Document section ▸
BEGIN

Sixteen

Miss Independent. 

A phrase featured on memes, the title of a few songs from my youth, and words I’d use to describe myself, I would also render this coupling of words to be one of my greatest internal battles. Independence can be a defense mechanism, and for me, that is what it is a lot of the time.

Recently (much longer than six days ago - hence the title “Forty-ish”), an intercessory prayer essentially told me that the way I am now - independent, self-sufficient, always in beast mode - is a result of what I’ve survived. It made complete sense to me that day, but today brought revelation at a new depth as it wed so many things my Heavenly Father has been revealing to me.

It began with another date with my trail. Every time I hike, I check the signs on each post along the way as if I were a rookie. Yet, only today did I notice that the “backward way” God has been prompting me to take is actually the way that is numbered chronologically. That is, my “forward way” is actually the true wrong way. From my first steps on that path to this day, I have walked as if the route I take is the only route. Thankfully, my clueless and, at times, ignorant self is loved by a patient and gracious God.

The revelation continued in the car. I don’t often listen to secular music, but I tend to stop on those stations when I am alone in the car. A search for nostalgia that occasionally brings back memories of old friends brought confirmation this evening.

Through the voice of Kelly Clarkson, God reminded me of many things He has spoken, revealed, and convicted me of…self-sufficiency, apprehension, an open door, leaving old habits behind, changing misconceptions, going in a new direction. Each lyric unraveled the pride that once fueled my voice as I sang them years ago. This time, I sang from a place of revelation, a place where I am beginning to understand who I am at a new depth and how all of the things that have been a part of my story have not only served their purpose but have helped to bring me to the exact place I am now. 

Still Miss Independent, but now I am independent of protecting myself, for that is the job of my Father. 


Whoever dwells in the shelter of the Most High will rest in the shadow of the Almighty.

i will say of the LORD, “He is my refuge and my fortress, my God, in whom I trust.”

Surely he will save you from the fowler’s snare and from the deadly pestilence.

He will cover you with his feathers, and under his wings you will find refuge; his faithfulness will be your shield and rampart.

You will not fear the terror of night, nor the arrow that flies by day,

nor the pestilence that stalks in the darkness, nor the plague that destroys at midday.

A thousand may fall at your side, ten thousand at your right hand, but it will not come near you.

You will only observe with your eyes and see the punishment of the wicked.

If you say, “The LORD is my refuge,” and you make the Most High your dwelling,

no harm will overtake you, no disaster will come near your tent.

For he will command his angels concerning you to guard you in all your ways;

they will lift you up in their hands, so that you will not strike your foot against a stone.

You will tread on the lion and the cobra; you will trample the great lion and the serpent.

Because he loves me,” says the LORD, “I will rescue him; I will protect him, for he acknowledges my name.

He will call on me, and I will answer him; I will be with him in trouble, I will deliver him and honor him.

With long life I will satisfy him and show him my salvation.”

END

Provided information ▸

BEGIN

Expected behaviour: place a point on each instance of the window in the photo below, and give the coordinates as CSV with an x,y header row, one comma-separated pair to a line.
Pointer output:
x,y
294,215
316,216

END

Activity 1 ▸
In the reflection on independence, through whose voice does the writer say God gave reminders during the car ride?
Activity 2 ▸
Transcribe a passage from the reflection on independence, starting with "You will only" and going on through "near your tent.".

Exercise result 1 ▸
Kelly Clarkson

Exercise result 2 ▸
You will only observe with your eyes and see the punishment of the wicked.

If you say, “The LORD is my refuge,” and you make the Most High your dwelling,

no harm will overtake you, no disaster will come near your tent.